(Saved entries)
▶

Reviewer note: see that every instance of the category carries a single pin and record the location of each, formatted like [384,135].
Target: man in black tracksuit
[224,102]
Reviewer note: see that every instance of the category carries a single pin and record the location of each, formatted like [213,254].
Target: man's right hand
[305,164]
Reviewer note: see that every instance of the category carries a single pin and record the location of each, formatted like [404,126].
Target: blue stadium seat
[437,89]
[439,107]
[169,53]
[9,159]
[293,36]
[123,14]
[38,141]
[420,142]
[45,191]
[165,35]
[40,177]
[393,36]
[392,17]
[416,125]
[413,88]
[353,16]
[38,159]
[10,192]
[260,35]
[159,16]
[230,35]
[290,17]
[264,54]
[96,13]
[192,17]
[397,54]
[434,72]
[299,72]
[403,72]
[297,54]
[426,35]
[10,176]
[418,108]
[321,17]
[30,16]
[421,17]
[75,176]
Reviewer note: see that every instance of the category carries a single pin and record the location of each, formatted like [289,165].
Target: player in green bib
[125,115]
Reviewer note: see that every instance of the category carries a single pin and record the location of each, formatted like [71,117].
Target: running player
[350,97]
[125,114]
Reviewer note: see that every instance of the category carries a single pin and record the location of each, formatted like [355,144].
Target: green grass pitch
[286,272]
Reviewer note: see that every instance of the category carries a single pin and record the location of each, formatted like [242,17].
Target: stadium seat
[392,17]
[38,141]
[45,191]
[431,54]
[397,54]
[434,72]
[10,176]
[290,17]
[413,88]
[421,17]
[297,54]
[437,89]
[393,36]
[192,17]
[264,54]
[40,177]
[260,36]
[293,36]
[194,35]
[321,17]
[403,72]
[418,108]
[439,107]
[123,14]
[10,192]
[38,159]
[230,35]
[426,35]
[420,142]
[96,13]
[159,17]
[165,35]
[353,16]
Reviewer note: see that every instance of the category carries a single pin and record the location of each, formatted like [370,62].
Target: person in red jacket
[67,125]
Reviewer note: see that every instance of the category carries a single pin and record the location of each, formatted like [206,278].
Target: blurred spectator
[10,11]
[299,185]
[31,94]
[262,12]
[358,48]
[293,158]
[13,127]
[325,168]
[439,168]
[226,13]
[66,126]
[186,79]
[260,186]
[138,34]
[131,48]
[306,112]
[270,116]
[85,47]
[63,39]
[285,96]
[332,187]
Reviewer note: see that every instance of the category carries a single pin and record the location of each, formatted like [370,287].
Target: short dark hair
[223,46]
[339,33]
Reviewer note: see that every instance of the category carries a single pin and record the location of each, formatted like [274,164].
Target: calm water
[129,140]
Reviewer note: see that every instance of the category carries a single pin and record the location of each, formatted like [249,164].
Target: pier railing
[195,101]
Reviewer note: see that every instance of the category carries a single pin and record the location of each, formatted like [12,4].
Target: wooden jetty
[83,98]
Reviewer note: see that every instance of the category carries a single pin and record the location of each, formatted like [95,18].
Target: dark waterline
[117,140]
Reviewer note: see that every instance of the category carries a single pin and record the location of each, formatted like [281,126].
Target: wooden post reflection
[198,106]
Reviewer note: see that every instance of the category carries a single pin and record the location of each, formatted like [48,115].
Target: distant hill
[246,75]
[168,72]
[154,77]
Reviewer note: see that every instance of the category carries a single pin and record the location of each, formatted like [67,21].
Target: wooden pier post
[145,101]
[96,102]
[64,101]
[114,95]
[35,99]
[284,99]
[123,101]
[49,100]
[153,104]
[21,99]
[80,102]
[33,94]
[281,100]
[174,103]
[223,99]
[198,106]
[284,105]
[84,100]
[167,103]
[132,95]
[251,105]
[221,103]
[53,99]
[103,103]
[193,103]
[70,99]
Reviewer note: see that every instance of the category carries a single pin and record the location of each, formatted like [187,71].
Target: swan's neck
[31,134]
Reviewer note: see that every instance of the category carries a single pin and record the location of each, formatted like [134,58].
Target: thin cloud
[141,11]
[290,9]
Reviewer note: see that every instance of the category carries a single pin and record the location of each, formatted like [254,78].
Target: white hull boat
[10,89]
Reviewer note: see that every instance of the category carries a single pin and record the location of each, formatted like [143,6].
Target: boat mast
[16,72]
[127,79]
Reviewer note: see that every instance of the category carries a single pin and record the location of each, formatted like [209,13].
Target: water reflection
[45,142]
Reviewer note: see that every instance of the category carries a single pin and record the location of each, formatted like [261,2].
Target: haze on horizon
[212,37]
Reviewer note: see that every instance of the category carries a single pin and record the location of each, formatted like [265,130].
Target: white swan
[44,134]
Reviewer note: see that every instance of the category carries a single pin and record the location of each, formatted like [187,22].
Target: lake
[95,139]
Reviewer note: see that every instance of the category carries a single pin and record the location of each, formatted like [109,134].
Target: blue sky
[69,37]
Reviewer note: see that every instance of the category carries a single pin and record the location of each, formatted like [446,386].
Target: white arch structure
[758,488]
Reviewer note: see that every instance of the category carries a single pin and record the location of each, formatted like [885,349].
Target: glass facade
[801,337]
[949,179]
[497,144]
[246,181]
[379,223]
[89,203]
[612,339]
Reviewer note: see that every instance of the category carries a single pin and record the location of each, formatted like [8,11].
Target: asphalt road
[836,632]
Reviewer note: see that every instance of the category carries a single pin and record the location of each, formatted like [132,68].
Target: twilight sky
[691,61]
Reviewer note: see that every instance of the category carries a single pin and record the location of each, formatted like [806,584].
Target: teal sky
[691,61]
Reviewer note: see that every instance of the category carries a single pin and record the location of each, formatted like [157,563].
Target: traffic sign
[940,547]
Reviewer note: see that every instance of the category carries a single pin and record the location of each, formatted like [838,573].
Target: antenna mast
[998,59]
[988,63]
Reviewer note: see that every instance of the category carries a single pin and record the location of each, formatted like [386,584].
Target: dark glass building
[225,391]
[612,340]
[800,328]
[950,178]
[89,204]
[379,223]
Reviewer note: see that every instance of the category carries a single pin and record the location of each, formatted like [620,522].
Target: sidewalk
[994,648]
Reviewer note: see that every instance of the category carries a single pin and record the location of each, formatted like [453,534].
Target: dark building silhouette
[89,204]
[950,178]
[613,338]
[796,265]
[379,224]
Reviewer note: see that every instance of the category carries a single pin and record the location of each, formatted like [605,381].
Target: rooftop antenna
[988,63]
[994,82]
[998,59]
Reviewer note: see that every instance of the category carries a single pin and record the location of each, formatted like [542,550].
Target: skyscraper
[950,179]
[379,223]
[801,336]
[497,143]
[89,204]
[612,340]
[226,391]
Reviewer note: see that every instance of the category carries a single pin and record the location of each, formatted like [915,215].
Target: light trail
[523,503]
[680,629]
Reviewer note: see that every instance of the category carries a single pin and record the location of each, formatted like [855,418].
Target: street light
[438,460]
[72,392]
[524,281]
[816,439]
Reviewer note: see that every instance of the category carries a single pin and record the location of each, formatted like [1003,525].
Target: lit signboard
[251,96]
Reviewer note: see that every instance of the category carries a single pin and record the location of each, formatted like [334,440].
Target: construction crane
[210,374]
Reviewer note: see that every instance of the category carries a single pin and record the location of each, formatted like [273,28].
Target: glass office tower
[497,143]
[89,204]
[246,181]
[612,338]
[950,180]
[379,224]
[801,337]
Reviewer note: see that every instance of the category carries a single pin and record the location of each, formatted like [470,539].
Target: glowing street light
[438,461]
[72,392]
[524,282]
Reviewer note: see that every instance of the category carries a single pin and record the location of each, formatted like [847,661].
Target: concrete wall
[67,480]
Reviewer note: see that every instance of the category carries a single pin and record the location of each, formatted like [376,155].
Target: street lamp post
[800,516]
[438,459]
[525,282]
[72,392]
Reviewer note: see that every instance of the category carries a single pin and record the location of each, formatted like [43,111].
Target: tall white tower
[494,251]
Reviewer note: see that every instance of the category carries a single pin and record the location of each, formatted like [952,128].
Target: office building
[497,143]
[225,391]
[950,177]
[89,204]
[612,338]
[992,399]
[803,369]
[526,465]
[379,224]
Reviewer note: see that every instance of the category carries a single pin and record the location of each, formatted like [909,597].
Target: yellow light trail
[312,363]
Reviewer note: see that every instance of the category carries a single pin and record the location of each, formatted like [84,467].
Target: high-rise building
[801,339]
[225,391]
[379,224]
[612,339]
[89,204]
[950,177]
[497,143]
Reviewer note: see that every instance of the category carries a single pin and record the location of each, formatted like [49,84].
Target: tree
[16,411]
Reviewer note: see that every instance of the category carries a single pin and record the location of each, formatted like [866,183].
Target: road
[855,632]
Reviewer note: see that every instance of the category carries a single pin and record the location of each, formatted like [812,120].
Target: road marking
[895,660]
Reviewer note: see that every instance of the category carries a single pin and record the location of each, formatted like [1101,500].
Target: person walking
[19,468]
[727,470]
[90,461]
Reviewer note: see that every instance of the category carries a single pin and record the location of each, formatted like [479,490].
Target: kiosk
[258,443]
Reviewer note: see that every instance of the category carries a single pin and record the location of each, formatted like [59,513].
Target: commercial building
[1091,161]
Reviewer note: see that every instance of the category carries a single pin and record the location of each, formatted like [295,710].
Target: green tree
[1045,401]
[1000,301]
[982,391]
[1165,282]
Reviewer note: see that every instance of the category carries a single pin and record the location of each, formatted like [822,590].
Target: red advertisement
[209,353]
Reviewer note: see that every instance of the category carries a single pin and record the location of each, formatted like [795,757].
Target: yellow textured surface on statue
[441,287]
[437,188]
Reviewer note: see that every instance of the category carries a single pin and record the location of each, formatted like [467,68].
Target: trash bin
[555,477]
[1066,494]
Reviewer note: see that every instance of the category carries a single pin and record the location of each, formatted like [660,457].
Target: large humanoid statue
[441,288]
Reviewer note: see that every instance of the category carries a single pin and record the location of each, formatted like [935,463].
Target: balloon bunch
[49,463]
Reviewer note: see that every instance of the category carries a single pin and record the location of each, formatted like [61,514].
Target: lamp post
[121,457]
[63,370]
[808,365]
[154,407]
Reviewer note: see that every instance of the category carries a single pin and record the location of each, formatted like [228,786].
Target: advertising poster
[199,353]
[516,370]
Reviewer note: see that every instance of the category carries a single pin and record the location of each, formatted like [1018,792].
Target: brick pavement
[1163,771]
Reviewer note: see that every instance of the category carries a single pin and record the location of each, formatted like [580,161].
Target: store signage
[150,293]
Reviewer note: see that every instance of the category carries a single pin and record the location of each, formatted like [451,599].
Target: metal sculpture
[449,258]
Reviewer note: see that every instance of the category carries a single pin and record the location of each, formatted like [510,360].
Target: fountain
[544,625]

◀

Instructions for the task: Retype only the lines above between the line with "formatted like [355,144]." and the line with "formatted like [242,17].", counting those two lines as well, and keep every character as it is.

Response to the task:
Reviewer note: see that every instance of the category carries a single pin and record the location of each, formatted like [355,144].
Target: green grass pitch
[286,272]
Reviewer note: see that every instance of the category carries a single pin and record the location of each, formatted like [242,17].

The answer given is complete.